━━━ Exercise materials ━━━

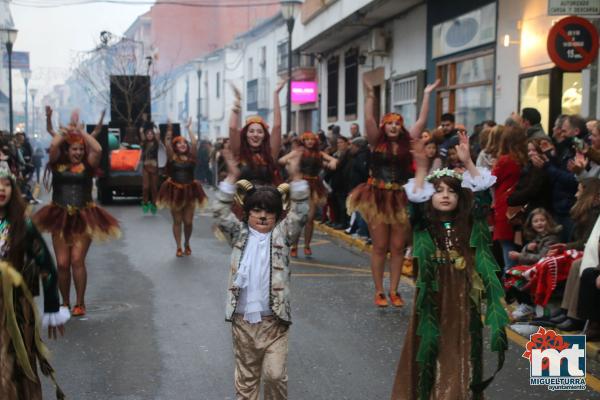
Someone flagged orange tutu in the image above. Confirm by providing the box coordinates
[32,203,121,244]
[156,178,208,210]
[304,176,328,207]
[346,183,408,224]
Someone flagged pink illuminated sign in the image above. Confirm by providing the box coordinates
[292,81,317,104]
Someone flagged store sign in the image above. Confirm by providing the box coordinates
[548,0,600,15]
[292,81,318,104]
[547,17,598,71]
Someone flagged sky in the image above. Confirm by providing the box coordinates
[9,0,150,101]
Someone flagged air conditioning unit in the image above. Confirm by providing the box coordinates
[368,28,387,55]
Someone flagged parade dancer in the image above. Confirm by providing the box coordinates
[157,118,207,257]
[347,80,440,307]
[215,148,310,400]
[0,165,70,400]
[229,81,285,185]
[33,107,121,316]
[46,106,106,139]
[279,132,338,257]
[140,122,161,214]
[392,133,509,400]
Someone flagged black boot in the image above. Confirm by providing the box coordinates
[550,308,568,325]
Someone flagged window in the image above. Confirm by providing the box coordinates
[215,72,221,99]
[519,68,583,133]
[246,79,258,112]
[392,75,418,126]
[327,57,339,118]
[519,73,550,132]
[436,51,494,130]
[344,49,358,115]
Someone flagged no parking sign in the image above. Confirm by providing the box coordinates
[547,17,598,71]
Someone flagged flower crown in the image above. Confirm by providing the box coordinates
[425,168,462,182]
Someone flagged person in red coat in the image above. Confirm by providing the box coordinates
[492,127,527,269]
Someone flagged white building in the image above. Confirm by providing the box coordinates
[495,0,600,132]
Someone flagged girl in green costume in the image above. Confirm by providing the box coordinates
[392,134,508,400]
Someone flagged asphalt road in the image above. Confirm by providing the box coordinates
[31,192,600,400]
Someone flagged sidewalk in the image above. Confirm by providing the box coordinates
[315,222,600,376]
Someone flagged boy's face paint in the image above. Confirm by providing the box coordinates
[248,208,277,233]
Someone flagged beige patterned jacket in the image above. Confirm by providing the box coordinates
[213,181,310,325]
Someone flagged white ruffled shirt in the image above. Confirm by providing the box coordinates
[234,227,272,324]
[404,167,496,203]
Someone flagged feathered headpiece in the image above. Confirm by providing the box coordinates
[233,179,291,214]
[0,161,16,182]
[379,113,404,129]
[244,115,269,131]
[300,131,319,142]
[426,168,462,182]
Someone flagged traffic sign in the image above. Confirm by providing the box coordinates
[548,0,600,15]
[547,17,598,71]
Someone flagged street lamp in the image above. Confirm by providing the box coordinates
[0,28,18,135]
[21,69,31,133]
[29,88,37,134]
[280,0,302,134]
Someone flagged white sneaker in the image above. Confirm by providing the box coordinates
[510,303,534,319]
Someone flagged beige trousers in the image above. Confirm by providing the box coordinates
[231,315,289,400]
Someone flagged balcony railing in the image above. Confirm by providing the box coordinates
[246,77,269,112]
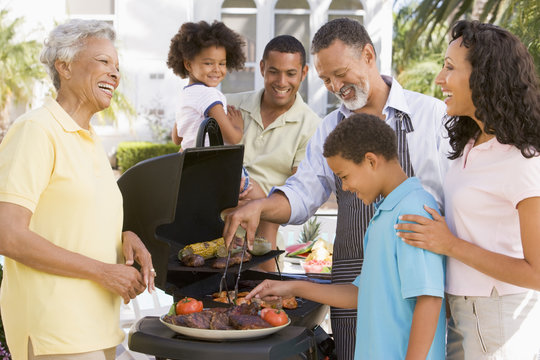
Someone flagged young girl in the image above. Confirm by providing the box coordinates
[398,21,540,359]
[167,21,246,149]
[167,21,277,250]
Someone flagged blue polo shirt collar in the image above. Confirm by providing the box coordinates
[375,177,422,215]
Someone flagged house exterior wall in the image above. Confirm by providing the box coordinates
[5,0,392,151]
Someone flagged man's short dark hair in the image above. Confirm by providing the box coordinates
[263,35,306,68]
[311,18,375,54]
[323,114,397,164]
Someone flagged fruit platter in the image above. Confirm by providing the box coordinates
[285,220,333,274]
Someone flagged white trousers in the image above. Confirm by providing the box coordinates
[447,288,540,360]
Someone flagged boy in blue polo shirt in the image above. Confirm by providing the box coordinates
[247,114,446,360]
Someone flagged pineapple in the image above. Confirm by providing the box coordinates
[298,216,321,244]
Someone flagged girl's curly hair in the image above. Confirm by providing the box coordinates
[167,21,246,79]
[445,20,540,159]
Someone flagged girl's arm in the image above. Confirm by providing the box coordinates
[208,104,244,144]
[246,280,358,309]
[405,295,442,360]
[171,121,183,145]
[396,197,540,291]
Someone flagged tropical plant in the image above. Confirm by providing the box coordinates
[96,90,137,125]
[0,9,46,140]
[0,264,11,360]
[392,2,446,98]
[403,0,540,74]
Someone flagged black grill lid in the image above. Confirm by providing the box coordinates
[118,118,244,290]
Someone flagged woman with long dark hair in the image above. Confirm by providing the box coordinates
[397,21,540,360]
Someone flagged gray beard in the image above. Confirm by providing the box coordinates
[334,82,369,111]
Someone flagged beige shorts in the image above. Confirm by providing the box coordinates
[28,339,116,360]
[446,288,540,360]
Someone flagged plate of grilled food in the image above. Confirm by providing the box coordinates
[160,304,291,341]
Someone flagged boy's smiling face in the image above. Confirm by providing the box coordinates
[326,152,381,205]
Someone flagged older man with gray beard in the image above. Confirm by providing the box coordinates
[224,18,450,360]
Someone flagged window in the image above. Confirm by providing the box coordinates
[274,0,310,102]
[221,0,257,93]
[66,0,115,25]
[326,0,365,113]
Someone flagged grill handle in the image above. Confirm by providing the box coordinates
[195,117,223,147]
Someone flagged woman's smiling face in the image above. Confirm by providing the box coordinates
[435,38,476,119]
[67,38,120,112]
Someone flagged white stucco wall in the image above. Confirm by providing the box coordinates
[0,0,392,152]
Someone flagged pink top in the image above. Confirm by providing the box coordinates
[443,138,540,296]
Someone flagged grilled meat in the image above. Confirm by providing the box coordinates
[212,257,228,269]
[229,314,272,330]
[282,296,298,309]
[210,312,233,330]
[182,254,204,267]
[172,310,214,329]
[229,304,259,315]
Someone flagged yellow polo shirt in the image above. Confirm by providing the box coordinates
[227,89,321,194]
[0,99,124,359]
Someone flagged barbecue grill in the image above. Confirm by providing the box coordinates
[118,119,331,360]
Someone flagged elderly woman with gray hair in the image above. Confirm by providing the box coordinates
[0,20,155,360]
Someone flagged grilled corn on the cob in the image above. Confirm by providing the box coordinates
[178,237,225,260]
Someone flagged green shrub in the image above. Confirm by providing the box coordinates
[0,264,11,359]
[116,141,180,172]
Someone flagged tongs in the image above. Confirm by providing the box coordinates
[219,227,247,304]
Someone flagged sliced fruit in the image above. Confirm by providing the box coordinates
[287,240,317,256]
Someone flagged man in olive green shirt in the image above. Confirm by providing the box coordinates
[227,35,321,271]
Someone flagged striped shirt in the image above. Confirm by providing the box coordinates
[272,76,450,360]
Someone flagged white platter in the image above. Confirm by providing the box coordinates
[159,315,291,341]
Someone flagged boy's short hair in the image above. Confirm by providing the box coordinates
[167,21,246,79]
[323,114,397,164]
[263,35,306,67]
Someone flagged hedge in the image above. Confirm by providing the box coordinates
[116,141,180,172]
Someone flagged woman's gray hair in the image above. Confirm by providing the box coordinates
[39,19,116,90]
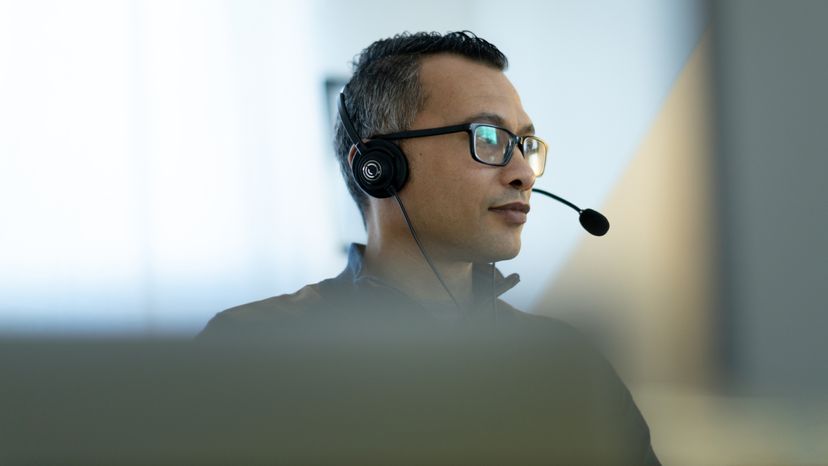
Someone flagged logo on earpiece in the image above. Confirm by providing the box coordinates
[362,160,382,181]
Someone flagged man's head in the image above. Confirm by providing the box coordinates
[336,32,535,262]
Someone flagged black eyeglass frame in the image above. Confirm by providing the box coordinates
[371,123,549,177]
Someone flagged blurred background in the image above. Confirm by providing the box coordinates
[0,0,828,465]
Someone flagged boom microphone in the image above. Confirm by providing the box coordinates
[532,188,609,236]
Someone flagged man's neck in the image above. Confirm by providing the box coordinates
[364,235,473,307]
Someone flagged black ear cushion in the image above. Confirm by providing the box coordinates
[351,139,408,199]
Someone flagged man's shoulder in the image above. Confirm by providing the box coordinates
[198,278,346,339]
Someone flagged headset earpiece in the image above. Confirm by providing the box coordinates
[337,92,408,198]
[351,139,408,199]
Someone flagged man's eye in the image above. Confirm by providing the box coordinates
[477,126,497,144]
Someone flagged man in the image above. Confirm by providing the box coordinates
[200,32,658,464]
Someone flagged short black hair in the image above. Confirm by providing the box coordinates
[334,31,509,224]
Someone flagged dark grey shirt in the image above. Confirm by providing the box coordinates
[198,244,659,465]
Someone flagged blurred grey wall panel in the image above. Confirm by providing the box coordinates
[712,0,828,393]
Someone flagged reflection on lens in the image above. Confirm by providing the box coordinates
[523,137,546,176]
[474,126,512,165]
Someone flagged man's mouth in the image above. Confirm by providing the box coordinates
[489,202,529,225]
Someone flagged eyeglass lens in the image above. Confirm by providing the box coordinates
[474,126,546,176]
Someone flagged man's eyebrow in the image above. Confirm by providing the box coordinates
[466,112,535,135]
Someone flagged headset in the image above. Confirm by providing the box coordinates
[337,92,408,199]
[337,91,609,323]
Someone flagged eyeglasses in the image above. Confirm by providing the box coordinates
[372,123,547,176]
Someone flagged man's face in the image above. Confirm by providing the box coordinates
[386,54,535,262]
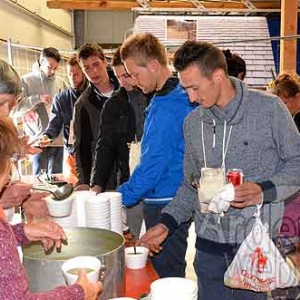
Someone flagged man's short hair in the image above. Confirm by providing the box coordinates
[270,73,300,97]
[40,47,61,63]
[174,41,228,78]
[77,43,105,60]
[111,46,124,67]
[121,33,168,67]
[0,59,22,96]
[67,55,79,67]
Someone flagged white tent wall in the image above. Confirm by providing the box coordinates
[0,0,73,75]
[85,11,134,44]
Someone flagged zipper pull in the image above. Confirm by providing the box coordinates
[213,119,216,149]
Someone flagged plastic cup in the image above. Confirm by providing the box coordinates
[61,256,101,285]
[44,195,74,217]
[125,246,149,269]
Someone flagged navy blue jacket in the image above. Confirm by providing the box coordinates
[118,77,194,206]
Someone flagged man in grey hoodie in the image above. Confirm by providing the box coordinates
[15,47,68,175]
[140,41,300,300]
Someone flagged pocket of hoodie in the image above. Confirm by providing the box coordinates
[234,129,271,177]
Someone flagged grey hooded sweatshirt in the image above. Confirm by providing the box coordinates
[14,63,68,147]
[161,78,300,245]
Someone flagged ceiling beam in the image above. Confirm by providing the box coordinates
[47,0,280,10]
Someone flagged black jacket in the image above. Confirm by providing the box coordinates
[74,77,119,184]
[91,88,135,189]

━━━
━━━ Exercise materials ━━━

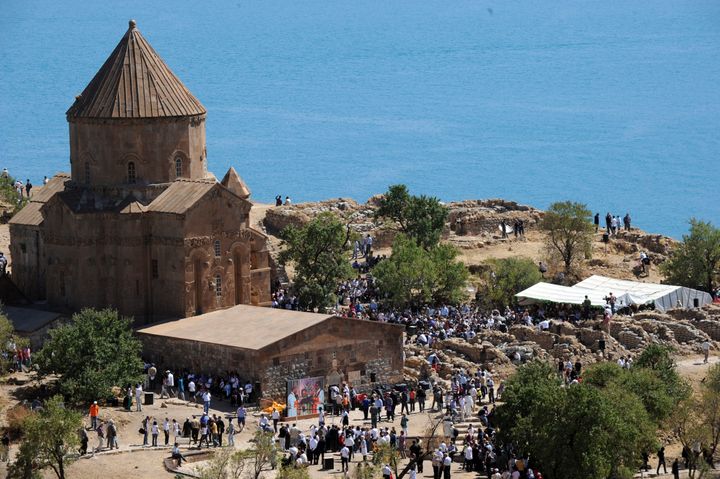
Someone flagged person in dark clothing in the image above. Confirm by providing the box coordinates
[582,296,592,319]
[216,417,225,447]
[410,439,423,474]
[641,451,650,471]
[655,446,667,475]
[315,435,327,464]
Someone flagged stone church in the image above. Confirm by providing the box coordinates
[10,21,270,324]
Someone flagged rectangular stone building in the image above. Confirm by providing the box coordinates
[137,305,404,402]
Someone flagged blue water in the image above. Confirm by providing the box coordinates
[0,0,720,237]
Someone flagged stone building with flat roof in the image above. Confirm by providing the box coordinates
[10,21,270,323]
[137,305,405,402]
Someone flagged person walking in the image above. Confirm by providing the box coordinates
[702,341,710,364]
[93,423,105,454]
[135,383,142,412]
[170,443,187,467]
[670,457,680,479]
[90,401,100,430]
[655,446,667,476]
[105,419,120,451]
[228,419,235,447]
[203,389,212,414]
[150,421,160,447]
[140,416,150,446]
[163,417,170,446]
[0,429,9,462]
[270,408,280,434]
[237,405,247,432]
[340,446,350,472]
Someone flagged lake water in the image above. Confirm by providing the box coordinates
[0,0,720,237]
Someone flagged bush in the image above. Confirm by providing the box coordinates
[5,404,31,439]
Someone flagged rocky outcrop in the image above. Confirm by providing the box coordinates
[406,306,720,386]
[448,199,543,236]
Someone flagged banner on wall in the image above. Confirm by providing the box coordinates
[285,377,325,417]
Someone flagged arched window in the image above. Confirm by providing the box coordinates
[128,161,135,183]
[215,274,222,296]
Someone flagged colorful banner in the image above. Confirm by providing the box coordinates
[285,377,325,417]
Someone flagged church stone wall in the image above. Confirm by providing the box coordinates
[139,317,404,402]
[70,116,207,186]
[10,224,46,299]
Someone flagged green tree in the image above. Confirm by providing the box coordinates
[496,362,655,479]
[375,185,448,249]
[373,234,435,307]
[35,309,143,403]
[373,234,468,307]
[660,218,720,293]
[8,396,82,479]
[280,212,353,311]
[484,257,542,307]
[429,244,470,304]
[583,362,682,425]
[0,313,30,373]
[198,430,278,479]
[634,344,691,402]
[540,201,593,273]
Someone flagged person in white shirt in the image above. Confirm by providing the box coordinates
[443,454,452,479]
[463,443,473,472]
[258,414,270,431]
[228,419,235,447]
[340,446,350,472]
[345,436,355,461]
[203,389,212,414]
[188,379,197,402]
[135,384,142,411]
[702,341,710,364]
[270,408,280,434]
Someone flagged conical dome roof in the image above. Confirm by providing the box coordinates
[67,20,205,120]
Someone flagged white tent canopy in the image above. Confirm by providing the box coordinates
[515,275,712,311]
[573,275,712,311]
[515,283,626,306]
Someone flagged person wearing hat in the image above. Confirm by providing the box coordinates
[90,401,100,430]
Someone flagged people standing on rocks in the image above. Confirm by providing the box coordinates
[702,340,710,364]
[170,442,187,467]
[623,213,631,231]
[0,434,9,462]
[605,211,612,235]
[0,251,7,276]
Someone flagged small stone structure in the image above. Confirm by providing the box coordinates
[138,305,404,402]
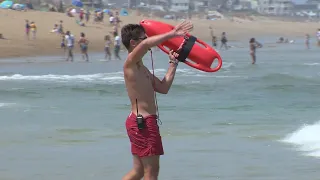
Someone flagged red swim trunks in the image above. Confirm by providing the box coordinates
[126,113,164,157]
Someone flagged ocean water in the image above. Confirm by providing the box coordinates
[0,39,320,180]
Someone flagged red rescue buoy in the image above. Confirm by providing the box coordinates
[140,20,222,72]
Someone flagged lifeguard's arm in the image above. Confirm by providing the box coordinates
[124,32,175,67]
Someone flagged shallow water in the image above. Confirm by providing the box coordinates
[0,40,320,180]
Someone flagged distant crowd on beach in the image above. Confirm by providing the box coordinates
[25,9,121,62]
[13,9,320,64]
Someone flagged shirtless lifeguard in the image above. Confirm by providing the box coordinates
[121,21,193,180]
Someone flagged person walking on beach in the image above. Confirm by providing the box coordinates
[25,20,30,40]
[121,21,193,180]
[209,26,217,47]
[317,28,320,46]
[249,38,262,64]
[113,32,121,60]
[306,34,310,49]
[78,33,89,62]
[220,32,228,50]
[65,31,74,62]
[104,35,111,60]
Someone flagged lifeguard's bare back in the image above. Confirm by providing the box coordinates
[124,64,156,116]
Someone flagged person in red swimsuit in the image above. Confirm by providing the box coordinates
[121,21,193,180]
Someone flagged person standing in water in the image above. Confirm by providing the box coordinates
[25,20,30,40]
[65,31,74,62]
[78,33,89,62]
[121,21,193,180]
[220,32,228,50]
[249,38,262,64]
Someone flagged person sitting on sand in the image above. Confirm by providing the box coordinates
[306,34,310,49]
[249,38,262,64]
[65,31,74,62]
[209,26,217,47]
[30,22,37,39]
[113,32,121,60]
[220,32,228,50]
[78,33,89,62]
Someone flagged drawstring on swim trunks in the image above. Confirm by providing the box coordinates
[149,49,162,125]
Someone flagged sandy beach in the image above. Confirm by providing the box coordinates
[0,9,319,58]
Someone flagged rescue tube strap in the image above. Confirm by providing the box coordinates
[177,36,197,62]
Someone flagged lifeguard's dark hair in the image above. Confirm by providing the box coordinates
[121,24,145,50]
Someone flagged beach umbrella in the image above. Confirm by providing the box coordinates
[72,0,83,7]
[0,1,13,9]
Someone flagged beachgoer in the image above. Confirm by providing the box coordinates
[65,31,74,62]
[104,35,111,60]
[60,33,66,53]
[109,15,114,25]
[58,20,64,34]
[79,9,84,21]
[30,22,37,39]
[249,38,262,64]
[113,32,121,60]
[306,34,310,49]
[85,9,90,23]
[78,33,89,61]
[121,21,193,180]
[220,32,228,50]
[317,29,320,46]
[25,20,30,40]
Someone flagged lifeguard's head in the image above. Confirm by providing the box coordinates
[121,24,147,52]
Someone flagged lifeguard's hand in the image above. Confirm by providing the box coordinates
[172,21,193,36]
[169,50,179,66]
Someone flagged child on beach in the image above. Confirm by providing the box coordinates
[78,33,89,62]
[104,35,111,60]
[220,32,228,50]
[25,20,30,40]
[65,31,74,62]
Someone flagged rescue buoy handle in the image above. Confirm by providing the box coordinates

━━━
━━━ Exercise materials ━━━

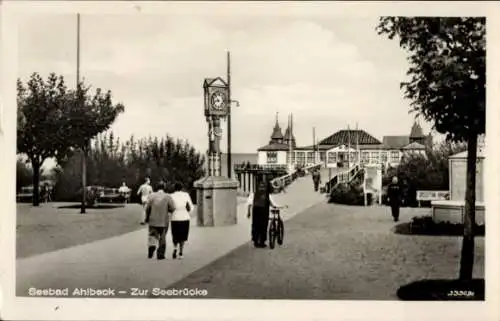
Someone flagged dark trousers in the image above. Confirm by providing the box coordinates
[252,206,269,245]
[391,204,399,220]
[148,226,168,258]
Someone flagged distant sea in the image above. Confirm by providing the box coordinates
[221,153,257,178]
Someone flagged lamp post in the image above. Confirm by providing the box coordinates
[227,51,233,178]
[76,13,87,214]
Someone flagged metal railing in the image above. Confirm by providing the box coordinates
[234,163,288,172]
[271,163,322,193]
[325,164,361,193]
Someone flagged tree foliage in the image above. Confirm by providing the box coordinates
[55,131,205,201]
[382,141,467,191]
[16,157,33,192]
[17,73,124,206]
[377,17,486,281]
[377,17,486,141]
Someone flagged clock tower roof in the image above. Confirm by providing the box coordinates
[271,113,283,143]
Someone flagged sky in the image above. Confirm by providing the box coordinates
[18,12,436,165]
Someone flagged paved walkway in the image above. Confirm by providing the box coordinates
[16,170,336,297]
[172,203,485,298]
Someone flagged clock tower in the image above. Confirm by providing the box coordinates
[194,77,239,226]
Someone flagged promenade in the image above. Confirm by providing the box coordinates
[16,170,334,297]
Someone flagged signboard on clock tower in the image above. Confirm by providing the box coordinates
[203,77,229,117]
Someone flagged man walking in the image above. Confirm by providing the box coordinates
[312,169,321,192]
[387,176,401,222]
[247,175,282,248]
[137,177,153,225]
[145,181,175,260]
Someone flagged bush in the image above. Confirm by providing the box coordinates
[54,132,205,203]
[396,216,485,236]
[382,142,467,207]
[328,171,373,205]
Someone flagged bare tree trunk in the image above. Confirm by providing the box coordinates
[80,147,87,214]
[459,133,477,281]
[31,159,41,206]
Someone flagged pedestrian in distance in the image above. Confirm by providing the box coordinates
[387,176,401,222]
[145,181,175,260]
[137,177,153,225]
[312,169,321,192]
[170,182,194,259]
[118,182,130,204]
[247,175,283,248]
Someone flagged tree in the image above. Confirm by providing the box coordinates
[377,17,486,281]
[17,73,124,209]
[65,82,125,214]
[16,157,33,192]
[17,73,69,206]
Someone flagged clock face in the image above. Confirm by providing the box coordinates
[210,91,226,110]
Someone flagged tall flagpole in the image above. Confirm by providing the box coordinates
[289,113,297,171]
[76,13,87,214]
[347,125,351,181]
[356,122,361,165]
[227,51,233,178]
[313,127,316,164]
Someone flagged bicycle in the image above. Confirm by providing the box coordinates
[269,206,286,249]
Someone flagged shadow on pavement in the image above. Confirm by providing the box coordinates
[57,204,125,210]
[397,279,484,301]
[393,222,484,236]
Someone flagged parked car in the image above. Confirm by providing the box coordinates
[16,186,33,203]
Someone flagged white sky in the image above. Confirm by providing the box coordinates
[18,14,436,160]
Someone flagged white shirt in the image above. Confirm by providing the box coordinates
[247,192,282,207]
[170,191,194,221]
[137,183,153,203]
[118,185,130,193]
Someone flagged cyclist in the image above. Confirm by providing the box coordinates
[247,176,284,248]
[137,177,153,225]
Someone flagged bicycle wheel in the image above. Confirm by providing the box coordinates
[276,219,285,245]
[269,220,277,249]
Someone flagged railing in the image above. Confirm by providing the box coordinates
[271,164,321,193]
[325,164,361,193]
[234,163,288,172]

━━━

Given task: Reproduce the part of the listing that opens with the line containing "Someone flagged pineapple" and closes with the line containing "[195,117,223,147]", changing "tropical plant" to "leafy plant" and leaving everything else as it is.

Exercise solution:
Someone flagged pineapple in the image above. Confirm by providing the box coordinates
[298,216,321,244]
Someone flagged girl's curly hair in the image above. Confirm by providing the box coordinates
[167,21,246,79]
[445,20,540,159]
Someone flagged girl's arm in the image above. Confirm by providing the box coordinates
[208,104,244,144]
[246,280,358,309]
[405,295,442,360]
[171,121,183,145]
[396,197,540,291]
Someone flagged leafy plant in the image above. Confirm by providing the box coordinates
[96,90,137,125]
[0,9,46,140]
[0,264,11,360]
[392,2,446,98]
[403,0,540,74]
Someone flagged black grill lid in the image above. Confirm by providing the box coordinates
[118,118,244,290]
Someone flagged woman with long dark hair in the image above. Confirm by providing the box coordinates
[397,21,540,360]
Someone flagged gray beard in the image above. Confirm by providing the box coordinates
[334,82,369,111]
Someone flagged beige shorts in the image above. Confirm by providing the box coordinates
[28,339,116,360]
[446,288,540,360]
Someone flagged plate of grilled food in the image above. Confirm by providing the box coordinates
[160,304,291,341]
Someone flagged boy's smiling face in the image above. Confirm by providing the box coordinates
[326,152,381,205]
Someone flagged older man with gray beard in the image above. Confirm by providing the box coordinates
[224,18,450,360]
Someone flagged window in the image above. Confirm by providing the box coordinates
[274,0,310,102]
[221,0,257,93]
[66,0,115,25]
[326,0,365,113]
Someone flagged grill handle in the image above. Confirm by providing the box coordinates
[195,117,223,147]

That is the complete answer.